**GIVEN REQUEST:** Locate every line in the listing below that contains the word "shirt" and copy each one out. Case counts.

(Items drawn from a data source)

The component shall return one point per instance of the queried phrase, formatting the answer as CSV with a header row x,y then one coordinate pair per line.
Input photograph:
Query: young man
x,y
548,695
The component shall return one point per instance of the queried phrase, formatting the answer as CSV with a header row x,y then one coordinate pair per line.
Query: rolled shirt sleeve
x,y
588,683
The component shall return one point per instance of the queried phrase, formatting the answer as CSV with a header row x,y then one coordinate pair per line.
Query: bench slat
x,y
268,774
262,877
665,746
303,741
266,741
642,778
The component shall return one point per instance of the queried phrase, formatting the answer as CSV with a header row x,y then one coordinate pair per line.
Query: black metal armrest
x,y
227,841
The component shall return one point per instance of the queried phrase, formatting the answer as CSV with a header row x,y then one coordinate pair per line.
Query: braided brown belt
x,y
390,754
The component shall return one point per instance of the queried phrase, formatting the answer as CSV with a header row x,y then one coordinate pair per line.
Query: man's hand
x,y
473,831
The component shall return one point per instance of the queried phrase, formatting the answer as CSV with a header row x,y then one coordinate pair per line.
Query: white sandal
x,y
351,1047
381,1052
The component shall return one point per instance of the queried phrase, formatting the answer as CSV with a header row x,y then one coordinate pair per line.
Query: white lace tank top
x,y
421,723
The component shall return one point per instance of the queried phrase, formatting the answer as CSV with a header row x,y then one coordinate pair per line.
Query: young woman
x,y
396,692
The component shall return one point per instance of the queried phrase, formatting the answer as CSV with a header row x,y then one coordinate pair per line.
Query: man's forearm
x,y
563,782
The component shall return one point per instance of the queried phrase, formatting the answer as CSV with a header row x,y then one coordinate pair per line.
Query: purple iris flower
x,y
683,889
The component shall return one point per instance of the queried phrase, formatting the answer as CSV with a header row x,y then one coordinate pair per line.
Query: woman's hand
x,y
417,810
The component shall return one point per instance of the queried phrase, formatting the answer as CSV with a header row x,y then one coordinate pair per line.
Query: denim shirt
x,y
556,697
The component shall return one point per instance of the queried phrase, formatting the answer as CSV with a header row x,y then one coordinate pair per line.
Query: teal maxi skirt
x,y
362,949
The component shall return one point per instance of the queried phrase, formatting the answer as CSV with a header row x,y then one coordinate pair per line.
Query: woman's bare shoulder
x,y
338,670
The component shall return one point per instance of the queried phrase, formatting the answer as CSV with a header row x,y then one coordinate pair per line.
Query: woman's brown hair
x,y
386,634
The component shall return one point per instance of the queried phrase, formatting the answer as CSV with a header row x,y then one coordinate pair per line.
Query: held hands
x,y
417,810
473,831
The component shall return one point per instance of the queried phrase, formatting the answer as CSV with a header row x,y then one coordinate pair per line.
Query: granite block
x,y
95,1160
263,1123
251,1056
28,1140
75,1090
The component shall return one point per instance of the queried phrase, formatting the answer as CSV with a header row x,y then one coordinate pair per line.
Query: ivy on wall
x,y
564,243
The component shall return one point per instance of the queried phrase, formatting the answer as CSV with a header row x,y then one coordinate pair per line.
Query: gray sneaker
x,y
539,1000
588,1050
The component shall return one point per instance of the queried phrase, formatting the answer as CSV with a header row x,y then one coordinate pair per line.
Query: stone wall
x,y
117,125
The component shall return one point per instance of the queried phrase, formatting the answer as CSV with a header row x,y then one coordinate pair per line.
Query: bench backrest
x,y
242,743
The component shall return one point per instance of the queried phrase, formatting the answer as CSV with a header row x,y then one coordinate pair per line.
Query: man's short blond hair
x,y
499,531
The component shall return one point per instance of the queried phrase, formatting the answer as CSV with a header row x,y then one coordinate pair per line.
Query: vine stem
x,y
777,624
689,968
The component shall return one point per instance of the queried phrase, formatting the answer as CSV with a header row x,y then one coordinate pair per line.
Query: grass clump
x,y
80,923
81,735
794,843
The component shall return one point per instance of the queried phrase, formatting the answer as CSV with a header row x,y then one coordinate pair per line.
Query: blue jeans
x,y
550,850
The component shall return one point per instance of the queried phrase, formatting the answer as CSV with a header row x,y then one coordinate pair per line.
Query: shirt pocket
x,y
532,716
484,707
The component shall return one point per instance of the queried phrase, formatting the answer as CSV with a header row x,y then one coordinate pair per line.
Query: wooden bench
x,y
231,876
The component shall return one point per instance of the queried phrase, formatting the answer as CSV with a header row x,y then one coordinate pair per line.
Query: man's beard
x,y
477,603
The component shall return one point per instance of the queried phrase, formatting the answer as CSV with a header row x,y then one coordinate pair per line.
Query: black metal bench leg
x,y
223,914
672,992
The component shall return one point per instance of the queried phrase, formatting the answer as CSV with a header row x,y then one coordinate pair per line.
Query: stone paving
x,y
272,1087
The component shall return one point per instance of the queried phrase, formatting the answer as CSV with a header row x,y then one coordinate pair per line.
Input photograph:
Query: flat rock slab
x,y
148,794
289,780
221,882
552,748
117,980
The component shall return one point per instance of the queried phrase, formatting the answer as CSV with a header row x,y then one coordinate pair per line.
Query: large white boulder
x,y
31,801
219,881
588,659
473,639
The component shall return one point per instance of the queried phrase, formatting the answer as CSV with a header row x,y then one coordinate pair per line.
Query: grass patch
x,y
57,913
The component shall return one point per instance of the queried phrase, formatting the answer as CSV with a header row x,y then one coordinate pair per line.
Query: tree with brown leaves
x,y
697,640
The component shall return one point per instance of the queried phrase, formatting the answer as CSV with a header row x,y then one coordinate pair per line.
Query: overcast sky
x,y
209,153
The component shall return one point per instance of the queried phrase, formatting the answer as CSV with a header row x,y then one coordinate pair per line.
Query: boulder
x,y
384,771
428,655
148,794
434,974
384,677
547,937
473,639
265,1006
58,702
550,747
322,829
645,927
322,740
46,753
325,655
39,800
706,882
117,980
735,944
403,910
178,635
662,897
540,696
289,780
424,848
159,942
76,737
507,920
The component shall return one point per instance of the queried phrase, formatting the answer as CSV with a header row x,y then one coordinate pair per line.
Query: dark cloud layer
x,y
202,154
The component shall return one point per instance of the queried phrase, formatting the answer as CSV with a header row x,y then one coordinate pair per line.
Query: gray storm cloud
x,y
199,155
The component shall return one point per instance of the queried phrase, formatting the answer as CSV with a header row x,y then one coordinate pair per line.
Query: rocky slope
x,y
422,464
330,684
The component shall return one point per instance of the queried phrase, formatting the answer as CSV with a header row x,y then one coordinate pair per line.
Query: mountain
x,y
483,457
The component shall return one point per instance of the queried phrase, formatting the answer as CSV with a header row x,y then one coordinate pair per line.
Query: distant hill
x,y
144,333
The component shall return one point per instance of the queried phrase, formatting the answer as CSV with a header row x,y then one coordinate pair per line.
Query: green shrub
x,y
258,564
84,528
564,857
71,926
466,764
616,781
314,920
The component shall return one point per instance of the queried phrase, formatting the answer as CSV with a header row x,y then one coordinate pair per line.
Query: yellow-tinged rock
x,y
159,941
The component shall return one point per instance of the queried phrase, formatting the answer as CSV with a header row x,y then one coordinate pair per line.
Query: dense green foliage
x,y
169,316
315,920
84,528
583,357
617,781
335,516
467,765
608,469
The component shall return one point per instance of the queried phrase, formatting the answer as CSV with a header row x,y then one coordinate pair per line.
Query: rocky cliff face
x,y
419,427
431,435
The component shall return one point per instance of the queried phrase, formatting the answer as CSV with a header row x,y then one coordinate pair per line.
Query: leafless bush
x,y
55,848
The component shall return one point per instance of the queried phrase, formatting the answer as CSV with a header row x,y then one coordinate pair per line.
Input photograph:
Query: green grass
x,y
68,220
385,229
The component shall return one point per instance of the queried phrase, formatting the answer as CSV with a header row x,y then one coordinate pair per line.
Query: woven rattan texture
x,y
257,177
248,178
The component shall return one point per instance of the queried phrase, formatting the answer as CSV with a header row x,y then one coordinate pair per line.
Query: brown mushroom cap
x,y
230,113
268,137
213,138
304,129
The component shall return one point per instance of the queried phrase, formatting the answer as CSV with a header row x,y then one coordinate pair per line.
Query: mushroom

**WRITTEN RESPONSE:**
Query: rolled shirt sleeve
Query: denim shirt
Query: shirt pocket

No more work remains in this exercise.